======== Given records ========

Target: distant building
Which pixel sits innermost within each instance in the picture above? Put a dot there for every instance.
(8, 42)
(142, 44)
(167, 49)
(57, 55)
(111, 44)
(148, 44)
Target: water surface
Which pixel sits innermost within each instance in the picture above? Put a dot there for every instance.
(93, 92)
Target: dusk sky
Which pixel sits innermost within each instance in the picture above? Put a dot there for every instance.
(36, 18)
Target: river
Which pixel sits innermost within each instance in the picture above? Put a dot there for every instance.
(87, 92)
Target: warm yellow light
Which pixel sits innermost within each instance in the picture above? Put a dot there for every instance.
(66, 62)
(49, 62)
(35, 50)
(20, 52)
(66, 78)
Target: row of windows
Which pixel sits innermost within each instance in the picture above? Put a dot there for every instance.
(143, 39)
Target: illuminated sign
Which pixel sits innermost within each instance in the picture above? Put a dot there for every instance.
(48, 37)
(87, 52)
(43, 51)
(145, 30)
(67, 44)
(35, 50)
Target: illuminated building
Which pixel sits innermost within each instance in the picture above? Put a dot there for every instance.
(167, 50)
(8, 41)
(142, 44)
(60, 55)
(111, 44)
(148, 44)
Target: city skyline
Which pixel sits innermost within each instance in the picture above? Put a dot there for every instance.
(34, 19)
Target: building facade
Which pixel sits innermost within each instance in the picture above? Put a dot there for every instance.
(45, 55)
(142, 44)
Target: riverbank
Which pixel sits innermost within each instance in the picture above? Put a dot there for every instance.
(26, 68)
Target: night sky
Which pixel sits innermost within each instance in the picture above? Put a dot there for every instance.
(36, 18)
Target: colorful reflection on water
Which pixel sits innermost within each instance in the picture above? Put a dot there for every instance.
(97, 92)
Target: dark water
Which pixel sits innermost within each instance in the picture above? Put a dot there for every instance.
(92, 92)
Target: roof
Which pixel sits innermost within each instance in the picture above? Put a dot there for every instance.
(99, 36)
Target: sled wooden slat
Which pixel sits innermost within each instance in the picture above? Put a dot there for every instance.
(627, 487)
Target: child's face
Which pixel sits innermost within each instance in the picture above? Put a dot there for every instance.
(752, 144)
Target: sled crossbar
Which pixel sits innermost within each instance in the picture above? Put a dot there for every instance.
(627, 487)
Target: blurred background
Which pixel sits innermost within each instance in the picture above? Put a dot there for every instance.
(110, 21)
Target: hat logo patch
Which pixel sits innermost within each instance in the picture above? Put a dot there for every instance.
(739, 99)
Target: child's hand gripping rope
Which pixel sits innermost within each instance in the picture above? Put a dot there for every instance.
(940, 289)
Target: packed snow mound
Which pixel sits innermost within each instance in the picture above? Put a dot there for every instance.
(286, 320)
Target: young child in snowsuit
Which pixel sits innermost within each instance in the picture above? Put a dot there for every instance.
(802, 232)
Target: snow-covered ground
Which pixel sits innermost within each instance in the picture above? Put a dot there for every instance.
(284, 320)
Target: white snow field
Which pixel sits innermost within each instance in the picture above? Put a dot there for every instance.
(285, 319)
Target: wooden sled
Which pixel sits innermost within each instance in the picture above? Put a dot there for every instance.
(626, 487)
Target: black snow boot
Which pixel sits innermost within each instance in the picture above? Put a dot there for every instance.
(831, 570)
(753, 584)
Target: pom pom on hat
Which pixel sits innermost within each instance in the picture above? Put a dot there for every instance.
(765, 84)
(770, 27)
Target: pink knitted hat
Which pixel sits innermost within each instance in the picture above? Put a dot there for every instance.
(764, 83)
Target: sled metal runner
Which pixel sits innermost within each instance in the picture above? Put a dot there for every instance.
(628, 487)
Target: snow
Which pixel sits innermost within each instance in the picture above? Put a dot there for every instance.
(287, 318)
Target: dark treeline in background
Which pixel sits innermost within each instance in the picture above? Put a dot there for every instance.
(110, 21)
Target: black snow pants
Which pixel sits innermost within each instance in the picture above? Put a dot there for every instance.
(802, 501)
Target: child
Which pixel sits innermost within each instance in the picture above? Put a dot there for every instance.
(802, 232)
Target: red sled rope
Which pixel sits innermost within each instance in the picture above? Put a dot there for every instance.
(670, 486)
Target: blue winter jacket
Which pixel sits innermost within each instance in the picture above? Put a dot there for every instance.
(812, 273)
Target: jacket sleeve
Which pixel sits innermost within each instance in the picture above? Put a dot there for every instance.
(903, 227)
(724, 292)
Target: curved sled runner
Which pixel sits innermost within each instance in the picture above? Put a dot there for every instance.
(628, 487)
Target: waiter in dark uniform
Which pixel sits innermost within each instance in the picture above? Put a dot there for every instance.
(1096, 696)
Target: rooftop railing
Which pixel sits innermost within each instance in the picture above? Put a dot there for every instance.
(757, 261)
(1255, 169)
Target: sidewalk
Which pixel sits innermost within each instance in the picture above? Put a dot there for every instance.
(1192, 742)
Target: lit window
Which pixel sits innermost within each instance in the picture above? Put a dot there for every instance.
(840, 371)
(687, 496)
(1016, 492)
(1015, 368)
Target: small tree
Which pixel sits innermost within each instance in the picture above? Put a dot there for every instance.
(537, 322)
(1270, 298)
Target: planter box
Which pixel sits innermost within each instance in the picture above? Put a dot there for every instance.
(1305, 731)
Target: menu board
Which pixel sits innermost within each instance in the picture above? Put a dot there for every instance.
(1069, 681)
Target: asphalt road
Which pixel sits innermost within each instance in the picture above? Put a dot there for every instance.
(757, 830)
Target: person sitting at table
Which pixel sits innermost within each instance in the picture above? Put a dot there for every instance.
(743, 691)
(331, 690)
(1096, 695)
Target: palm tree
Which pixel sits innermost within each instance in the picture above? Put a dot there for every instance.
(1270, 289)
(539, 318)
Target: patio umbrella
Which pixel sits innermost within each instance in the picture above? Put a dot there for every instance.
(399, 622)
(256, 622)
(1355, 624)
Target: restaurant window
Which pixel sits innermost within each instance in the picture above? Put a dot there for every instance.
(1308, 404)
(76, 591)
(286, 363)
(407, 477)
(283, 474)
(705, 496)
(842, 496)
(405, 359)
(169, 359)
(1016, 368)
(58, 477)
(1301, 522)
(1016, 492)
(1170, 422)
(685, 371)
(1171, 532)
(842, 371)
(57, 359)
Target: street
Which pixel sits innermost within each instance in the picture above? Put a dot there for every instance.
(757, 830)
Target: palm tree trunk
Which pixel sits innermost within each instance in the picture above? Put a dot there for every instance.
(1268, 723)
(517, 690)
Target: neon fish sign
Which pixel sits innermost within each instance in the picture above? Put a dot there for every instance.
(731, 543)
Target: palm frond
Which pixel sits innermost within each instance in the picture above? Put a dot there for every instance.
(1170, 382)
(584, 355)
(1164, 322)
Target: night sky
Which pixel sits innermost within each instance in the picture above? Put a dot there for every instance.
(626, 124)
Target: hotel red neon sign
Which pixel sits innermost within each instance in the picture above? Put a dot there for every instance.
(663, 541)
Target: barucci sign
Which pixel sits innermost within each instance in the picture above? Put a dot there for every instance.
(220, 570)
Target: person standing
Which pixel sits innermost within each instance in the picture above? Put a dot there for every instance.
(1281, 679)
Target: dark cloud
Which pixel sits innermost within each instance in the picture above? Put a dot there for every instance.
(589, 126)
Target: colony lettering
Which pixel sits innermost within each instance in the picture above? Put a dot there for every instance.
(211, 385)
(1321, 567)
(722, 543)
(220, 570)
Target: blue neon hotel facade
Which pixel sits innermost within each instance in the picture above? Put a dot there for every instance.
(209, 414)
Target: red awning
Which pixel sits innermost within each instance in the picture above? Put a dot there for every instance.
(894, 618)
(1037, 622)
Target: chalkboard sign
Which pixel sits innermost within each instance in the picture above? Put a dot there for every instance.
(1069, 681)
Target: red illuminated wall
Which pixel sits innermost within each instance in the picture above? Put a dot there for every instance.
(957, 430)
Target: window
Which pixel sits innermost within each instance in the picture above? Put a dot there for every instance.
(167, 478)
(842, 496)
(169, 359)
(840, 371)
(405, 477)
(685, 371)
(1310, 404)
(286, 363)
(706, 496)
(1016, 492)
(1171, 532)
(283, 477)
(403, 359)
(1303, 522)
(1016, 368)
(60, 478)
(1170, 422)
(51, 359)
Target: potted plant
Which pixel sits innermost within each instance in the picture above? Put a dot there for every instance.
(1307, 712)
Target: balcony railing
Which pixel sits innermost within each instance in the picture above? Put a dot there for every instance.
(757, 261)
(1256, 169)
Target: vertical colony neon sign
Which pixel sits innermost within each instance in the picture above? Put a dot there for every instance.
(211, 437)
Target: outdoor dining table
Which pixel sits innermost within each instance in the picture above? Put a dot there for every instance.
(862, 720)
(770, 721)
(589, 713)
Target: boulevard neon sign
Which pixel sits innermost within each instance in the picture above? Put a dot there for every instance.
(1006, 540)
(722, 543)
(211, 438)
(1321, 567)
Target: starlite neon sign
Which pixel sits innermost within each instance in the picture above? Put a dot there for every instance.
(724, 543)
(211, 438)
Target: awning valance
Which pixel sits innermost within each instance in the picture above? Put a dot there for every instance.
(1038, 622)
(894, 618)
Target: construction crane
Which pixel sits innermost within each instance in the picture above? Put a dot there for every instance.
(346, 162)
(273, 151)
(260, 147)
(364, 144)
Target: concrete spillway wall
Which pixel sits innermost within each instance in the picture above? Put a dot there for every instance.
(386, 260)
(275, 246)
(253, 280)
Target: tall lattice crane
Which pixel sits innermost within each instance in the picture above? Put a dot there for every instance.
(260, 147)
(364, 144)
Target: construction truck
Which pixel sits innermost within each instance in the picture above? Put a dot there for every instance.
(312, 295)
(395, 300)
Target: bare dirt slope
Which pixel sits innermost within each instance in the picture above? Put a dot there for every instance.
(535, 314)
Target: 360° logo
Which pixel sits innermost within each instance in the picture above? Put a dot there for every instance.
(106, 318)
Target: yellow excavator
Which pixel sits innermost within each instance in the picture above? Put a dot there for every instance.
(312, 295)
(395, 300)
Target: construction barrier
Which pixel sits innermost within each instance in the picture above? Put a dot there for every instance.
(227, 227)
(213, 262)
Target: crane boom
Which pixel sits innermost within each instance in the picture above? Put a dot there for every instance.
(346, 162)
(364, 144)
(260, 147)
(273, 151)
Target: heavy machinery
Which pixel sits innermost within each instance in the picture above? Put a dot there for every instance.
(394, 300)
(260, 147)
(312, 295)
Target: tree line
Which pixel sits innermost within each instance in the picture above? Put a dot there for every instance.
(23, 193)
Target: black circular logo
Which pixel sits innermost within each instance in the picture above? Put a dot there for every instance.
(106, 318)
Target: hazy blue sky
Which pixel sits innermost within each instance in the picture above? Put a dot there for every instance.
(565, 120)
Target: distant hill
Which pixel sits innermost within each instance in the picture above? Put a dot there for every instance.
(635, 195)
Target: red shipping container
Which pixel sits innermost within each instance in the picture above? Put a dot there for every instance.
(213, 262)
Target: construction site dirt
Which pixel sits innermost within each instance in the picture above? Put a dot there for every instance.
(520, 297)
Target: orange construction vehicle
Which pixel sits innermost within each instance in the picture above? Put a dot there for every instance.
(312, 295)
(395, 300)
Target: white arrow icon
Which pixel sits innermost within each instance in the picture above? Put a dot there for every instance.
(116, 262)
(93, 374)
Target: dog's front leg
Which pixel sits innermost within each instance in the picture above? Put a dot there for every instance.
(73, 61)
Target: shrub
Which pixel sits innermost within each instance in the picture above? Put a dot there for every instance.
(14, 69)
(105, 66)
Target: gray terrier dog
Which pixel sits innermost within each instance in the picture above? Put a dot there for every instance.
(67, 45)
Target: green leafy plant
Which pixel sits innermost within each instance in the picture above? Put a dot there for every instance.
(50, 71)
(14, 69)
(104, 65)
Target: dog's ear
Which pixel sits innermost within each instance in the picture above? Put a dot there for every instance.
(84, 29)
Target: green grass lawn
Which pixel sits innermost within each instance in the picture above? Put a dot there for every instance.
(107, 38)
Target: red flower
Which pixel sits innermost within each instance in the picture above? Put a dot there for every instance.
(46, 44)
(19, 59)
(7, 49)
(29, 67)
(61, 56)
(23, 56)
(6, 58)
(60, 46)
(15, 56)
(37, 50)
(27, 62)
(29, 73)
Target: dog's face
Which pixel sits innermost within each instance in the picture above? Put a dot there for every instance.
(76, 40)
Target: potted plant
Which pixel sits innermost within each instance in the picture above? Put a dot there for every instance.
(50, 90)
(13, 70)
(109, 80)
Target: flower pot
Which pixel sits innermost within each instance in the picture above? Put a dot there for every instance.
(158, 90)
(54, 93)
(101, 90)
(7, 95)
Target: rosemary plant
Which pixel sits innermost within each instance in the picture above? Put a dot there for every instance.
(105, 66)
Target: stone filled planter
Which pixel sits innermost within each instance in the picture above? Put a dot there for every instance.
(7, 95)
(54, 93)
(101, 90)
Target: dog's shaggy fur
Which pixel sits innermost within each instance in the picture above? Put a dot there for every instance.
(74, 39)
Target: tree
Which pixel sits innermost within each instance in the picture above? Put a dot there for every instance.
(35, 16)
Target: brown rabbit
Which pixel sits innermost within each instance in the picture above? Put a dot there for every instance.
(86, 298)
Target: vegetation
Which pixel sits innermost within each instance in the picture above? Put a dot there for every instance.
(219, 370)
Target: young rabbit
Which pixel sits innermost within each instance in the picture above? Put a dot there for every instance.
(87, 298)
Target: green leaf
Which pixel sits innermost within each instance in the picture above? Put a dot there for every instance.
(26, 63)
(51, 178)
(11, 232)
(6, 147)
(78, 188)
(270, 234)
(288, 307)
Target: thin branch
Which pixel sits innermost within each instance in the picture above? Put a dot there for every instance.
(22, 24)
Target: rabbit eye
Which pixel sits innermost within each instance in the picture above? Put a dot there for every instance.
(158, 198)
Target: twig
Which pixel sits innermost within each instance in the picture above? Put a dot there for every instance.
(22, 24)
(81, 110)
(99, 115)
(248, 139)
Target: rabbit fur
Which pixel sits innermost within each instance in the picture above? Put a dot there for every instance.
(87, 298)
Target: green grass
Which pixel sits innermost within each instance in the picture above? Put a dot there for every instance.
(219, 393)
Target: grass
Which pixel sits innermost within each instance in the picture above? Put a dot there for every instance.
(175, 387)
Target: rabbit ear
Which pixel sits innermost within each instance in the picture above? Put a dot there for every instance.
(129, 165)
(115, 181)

========

Starting with the line that contains "Target: rabbit fur", write out each line through the end of the listing, exactly as it appears, and include nothing else.

* _Answer to this task_
Target: rabbit fur
Which pixel sits innermost within each instance in the picture above? Put a dot there for every instance.
(87, 298)
Target: green grass
Which pixel sits innermost within each instance in the picture above? Put a dot there for every instance.
(219, 393)
Target: grass
Which pixel sits innermost within each instance in the picture above? Put a dot there for every instance.
(175, 387)
Target: rabbit ear
Which pixel sits innermost within each instance in the picture above? Put a dot there for every instance.
(129, 165)
(115, 181)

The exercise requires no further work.